TOKYO –
Tokyo stocks fell sharply on July 7 as a selloff in South Korean chip shares triggered fresh concern over the sustainability of the AI boom, dragging the Nikkei 225 lower while banks and other value shares resisted the decline.
The Nikkei 225 Stock Average closed at 68,256.96, down 1,480.73 points, extending its decline for a second session. The index briefly turned positive in morning trading but came under renewed pressure in the afternoon as South Korea’s Kospi deepened its losses, pulling Japan’s semiconductor and AI-related shares lower.
The broader TOPIX also fell, but its decline was smaller than the Nikkei’s, showing that selling was concentrated in technology-heavy names. On the Tokyo Stock Exchange Prime Market, 814 stocks rose while 708 declined and 36 were unchanged, meaning more than half of Prime Market issues still advanced despite the Nikkei’s steep fall. Trading value was heavy at 10.0537 trillion yen.
Nikkei CNBC and NQN described the day as a “Samsung shock.” South Korea’s Kospi fell sharply after Samsung Electronics forecast a 19-fold jump in April-June operating profit but failed to satisfy investors who had already priced in extremely strong AI-related memory demand. The Kospi’s fall briefly exceeded 8%, triggering a circuit breaker, while Samsung Electronics and SK Hynix both dropped heavily.
The reaction showed how high expectations have become for the AI trade. Samsung’s profit forecast was strong, but investors focused on whether memory prices and AI data-center investment can keep rising at the pace assumed by markets. Reuters reported that Samsung estimated second-quarter operating profit at 89.4 trillion won, but its shares fell as investors reassessed the durability of the AI-driven chip cycle.
That concern spilled quickly into Tokyo. Kioxia Holdings fell 11% to 72,400 yen, approaching the 70,000 yen level that market participants are watching as a key defensive line. The stock has now dropped about 40% from its June 22 high of 112,700 yen, leaving many recent buyers at risk of losses if the price breaks decisively below 70,000 yen.
Kioxia remains a focal point for the entire Japanese AI trade. Market participants said the stock’s longer-term earnings expectations have not collapsed, with several analyst target prices still above 100,000 yen. SMBC Nikko Securities has also pointed to potential buying demand related to the TOPIX periodic review in October, a factor that could attract attention later in the year.
Other semiconductor and AI-related shares also fell, including Tokyo Electron, Advantest and makers of electronic components such as multilayer ceramic capacitors. The selling came despite a firm U.S. market overnight, showing that Tokyo investors are now watching South Korean chip shares as closely as Wall Street for signals about the AI cycle.
Banks moved against the market decline. Mitsubishi UFJ Financial Group rose to a new listing high after Nikkei reported that President Hironori Kamezawa aims to lift return on equity into the 10% range. Higher domestic interest rates also supported megabanks and regional banks, as rising yields improve the outlook for lending margins and investment income.

* **EXERCISE INSTRUCTIONS**
1) In the Tokyo market report, reproduce the passage from "The broader TOPIX" to "both dropped heavily.", swapping "circuit breaker" for "trading halt".
2) According to the Tokyo market report, why did South Korea's Kospi fall sharply even though Samsung Electronics forecast a 19-fold jump in April-June operating profit?

* **Data listing**
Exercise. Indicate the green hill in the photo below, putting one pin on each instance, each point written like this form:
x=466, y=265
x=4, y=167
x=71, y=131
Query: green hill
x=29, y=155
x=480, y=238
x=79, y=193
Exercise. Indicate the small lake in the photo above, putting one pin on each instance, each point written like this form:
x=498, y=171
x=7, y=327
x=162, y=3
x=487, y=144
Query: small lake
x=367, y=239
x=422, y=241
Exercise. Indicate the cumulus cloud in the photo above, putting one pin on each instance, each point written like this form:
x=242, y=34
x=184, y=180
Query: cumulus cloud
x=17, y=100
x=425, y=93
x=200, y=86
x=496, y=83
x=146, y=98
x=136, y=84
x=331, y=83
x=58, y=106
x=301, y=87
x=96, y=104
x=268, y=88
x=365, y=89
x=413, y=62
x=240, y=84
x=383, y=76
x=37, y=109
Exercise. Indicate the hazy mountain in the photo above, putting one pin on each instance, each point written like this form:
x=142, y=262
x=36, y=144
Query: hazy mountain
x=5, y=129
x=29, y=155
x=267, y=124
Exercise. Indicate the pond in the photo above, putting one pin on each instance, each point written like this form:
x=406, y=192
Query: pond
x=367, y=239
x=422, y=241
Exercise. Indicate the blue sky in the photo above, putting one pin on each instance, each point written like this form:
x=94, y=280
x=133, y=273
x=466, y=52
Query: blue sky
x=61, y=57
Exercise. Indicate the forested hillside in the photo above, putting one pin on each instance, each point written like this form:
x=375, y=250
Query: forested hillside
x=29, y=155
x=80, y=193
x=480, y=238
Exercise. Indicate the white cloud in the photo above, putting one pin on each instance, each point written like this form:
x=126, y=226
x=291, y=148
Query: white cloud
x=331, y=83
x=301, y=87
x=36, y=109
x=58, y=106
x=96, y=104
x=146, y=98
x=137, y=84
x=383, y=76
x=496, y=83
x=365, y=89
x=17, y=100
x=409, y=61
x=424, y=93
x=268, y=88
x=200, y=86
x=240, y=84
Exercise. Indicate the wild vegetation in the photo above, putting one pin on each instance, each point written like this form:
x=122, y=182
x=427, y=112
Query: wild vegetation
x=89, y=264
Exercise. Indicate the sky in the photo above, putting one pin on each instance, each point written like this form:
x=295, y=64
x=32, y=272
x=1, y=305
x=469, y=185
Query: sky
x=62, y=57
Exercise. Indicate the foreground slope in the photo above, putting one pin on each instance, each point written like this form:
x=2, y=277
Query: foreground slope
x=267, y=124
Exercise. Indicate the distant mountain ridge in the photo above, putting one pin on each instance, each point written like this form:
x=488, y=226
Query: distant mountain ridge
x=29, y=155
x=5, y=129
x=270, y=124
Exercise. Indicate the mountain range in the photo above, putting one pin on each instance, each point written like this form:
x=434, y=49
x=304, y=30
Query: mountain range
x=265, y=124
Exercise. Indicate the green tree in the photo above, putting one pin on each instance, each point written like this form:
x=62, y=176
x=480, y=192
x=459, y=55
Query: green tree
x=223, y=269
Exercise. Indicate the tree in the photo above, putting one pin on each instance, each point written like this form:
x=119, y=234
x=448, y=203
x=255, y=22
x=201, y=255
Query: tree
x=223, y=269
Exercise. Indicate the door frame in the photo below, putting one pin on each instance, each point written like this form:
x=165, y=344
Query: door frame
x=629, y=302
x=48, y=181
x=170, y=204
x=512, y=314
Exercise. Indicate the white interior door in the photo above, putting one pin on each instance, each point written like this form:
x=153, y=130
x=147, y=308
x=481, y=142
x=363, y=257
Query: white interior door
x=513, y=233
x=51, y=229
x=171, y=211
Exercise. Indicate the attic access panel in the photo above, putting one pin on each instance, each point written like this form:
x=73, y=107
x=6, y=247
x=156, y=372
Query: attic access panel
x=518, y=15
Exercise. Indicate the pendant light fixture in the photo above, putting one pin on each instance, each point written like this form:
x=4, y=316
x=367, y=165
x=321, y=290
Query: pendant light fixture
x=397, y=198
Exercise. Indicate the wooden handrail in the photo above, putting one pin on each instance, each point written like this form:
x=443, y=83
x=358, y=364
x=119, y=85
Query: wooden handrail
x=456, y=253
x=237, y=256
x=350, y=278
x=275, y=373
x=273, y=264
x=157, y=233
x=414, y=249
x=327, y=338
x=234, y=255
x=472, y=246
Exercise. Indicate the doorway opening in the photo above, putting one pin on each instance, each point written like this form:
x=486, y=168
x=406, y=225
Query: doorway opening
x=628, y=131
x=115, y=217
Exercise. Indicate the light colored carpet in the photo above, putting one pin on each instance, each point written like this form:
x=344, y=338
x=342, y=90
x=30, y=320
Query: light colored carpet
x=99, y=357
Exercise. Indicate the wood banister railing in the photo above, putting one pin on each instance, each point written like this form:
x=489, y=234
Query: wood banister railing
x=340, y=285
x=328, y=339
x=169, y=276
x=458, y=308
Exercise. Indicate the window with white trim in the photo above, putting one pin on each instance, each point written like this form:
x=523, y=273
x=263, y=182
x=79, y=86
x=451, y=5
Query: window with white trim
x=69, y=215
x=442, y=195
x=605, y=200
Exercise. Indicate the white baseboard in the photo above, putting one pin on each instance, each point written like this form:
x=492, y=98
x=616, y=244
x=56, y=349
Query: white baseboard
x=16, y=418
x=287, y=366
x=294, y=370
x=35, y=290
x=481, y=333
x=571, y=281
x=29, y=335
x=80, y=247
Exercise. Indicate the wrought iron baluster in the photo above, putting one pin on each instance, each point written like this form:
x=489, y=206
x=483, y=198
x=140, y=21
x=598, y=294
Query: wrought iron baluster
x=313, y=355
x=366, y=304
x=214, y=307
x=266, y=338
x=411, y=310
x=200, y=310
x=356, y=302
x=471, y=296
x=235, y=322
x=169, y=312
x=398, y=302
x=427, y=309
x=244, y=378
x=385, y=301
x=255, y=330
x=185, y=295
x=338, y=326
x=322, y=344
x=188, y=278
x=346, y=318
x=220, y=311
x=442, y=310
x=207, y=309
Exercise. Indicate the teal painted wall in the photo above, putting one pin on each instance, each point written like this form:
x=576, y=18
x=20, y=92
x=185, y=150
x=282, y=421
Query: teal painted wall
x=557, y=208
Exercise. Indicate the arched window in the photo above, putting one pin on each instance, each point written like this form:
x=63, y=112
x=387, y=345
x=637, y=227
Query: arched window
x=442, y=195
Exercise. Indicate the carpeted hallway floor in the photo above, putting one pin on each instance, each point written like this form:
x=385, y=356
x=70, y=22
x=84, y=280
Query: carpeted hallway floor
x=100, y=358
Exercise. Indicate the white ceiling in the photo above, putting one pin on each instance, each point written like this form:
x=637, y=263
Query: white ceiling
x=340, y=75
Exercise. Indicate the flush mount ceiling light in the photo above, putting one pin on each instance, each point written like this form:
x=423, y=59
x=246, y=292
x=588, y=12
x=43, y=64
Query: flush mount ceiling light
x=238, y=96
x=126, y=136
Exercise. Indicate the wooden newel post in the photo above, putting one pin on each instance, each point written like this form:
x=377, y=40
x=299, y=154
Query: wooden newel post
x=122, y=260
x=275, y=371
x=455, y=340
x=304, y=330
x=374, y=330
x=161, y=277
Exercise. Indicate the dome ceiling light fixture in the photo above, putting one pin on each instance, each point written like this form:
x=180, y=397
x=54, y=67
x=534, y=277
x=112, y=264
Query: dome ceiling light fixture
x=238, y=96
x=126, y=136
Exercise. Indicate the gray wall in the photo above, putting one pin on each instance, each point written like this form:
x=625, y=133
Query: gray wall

* **OUTPUTS FOR THE TASKS**
1)
The broader TOPIX also fell, but its decline was smaller than the Nikkei’s, showing that selling was concentrated in technology-heavy names. On the Tokyo Stock Exchange Prime Market, 814 stocks rose while 708 declined and 36 were unchanged, meaning more than half of Prime Market issues still advanced despite the Nikkei’s steep fall. Trading value was heavy at 10.0537 trillion yen.
Nikkei CNBC and NQN described the day as a “Samsung shock.” South Korea’s Kospi fell sharply after Samsung Electronics forecast a 19-fold jump in April-June operating profit but failed to satisfy investors who had already priced in extremely strong AI-related memory demand. The Kospi’s fall briefly exceeded 8%, triggering a trading halt, while Samsung Electronics and SK Hynix both dropped heavily.

2) The forecast failed to satisfy investors who had already priced in extremely strong AI-related memory demand. They focused on whether memory prices and AI data-center investment can keep rising at the pace markets assumed, and they reassessed the durability of the AI-driven chip cycle.